[Dataset items]
↓
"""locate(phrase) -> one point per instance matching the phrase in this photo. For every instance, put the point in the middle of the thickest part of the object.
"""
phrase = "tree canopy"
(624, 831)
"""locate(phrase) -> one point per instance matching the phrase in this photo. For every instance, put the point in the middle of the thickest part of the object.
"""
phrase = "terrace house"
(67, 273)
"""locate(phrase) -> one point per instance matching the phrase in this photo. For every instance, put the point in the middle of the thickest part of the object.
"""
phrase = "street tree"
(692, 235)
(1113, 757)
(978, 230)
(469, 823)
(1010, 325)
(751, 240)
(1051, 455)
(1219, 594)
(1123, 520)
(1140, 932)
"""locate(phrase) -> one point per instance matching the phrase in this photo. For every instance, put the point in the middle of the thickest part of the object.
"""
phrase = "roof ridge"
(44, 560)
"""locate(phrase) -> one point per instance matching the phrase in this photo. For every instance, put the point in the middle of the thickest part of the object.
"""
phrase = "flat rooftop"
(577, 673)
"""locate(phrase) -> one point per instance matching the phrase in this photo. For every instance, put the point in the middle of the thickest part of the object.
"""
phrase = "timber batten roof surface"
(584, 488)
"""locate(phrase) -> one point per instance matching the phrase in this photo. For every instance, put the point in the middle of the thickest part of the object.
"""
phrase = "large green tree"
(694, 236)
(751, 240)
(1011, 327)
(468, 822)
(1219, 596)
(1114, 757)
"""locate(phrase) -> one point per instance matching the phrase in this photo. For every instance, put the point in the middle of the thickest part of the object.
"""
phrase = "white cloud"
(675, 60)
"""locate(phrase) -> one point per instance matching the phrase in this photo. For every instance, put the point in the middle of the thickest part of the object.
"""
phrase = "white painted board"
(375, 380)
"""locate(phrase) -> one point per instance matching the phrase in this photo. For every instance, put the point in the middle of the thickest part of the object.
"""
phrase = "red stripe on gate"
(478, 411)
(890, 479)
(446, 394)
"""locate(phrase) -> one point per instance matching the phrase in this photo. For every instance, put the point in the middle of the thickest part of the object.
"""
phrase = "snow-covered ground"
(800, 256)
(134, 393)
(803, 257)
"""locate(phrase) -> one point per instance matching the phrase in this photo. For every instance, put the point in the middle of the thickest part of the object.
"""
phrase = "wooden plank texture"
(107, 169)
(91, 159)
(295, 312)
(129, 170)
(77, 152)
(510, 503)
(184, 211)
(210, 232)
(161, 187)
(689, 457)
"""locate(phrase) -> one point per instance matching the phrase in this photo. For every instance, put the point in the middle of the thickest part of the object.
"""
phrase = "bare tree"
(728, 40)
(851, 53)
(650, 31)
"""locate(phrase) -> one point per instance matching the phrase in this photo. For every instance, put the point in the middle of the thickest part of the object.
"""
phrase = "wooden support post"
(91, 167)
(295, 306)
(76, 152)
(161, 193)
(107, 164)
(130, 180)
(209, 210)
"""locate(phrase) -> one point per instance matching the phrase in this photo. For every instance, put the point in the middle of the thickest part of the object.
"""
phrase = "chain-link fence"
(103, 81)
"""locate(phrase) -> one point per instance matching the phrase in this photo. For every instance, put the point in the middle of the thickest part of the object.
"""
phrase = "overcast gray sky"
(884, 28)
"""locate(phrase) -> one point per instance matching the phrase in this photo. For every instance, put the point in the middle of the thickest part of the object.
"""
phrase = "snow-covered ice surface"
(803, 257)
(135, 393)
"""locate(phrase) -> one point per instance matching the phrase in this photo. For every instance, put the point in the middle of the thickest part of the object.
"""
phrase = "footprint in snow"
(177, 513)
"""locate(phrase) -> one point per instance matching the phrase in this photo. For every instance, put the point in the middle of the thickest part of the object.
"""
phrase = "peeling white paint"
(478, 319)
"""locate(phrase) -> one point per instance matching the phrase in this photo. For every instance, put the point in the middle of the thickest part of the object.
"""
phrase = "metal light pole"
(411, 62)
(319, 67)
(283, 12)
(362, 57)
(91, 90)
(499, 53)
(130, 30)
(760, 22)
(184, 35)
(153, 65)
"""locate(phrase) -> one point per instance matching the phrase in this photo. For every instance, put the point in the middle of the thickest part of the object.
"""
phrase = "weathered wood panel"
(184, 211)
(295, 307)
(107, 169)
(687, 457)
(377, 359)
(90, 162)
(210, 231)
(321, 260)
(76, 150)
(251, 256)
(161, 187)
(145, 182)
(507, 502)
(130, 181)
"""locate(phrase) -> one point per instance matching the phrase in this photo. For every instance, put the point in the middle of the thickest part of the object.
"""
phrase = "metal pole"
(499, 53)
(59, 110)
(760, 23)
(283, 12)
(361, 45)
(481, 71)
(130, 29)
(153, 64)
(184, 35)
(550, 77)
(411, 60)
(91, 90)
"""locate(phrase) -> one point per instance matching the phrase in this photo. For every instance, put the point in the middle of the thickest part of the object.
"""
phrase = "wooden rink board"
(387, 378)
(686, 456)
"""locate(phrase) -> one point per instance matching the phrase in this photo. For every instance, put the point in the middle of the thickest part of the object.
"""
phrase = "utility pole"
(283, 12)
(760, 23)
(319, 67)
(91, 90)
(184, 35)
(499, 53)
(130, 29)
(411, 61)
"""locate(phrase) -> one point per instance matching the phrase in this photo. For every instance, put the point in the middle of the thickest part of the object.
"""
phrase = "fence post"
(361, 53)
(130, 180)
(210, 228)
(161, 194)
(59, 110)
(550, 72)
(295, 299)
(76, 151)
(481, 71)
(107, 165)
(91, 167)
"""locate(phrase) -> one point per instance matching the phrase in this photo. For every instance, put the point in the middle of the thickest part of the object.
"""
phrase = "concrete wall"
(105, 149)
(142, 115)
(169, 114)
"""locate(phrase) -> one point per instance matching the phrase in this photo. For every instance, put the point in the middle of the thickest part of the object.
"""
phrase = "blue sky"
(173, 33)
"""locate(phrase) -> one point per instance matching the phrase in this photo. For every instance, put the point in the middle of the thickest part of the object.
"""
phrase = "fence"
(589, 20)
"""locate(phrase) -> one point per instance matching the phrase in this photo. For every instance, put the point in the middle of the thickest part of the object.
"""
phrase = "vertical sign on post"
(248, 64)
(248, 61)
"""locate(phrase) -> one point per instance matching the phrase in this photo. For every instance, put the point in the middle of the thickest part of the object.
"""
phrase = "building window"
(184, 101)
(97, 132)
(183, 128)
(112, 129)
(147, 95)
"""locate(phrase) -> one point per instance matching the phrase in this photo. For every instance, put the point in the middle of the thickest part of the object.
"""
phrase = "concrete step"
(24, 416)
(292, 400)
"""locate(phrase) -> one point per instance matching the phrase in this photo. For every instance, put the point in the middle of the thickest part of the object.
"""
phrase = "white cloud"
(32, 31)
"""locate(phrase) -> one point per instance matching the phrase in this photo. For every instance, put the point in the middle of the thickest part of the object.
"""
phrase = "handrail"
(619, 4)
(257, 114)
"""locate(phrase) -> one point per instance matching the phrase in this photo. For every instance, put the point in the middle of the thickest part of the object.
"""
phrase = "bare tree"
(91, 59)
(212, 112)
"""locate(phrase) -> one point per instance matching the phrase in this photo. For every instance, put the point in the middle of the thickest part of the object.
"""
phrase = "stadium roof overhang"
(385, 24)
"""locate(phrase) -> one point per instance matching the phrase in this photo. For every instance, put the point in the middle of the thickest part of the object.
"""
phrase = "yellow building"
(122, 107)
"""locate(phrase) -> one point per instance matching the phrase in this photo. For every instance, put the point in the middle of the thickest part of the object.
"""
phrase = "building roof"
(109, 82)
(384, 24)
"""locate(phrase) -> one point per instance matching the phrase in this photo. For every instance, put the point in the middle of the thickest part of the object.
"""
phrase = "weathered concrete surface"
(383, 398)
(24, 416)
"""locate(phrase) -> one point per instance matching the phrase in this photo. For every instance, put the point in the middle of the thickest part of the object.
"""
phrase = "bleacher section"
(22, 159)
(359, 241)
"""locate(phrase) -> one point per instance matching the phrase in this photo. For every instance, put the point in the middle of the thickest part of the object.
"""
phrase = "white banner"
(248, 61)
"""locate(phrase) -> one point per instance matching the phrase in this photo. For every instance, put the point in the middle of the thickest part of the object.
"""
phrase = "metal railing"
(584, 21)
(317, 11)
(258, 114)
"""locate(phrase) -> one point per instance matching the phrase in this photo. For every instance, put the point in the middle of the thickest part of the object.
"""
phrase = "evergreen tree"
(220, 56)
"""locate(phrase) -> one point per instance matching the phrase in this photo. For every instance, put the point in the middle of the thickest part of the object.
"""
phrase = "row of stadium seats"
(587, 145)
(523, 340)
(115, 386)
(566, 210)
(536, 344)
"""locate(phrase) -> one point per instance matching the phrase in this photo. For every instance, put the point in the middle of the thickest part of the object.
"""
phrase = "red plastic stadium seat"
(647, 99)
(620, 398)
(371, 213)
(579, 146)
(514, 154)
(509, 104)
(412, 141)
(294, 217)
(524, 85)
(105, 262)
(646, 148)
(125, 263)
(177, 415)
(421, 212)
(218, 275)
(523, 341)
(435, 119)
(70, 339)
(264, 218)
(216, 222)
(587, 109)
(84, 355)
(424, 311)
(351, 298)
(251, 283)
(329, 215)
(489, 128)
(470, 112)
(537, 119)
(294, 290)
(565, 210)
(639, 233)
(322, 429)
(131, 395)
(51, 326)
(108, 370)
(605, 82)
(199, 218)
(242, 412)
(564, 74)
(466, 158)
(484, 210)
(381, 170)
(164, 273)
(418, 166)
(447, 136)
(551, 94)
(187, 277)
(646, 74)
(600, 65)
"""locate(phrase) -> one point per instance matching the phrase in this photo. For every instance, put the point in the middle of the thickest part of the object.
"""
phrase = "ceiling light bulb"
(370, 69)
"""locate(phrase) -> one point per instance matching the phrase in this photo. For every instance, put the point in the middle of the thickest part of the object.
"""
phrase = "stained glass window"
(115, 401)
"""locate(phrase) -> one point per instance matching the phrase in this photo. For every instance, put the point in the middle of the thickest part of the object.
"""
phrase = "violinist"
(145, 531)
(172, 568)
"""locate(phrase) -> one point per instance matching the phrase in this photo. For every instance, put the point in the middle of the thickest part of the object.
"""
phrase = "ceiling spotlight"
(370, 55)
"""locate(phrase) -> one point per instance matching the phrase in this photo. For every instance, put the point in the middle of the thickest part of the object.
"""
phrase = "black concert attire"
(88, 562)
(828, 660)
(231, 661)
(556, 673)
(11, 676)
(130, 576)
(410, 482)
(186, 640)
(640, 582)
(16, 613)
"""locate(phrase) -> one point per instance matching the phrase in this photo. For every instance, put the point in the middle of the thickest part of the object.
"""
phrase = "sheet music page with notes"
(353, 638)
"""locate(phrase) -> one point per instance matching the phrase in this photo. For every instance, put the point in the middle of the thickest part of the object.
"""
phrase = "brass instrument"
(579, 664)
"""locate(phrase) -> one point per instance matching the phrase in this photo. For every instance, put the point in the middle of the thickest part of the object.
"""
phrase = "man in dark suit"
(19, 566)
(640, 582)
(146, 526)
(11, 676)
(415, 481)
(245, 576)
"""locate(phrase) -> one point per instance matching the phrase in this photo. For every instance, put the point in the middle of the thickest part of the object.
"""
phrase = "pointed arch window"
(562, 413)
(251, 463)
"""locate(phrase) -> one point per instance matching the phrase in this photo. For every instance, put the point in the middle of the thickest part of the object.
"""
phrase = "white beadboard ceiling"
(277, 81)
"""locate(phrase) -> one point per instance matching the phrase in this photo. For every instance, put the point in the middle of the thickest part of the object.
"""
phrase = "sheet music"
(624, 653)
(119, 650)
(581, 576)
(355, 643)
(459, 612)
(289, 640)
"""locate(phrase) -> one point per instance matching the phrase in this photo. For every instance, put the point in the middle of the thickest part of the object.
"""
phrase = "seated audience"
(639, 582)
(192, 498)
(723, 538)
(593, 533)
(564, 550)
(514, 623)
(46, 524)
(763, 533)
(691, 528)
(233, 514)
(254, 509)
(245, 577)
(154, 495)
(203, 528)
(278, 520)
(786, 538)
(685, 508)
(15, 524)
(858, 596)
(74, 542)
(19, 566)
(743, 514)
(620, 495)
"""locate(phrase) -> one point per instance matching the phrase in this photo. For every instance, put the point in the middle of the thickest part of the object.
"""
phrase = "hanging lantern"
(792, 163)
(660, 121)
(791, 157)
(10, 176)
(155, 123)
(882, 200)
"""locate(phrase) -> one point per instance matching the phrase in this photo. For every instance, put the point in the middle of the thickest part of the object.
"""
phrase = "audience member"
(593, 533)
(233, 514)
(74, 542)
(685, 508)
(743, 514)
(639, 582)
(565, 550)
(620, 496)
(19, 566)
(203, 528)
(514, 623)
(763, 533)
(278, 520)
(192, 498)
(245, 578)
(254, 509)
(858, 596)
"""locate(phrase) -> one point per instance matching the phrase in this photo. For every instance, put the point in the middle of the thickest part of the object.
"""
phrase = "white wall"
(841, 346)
↑
== DIRECTIVE ==
Return every line of the dataset items that contains the word "tree", treating uppercase and lowercase as different.

== WORKED SOLUTION ==
phrase = "tree canopy"
phrase = "street tree"
phrase = "large green tree"
phrase = "bare tree"
phrase = "bare tree"
phrase = "evergreen tree"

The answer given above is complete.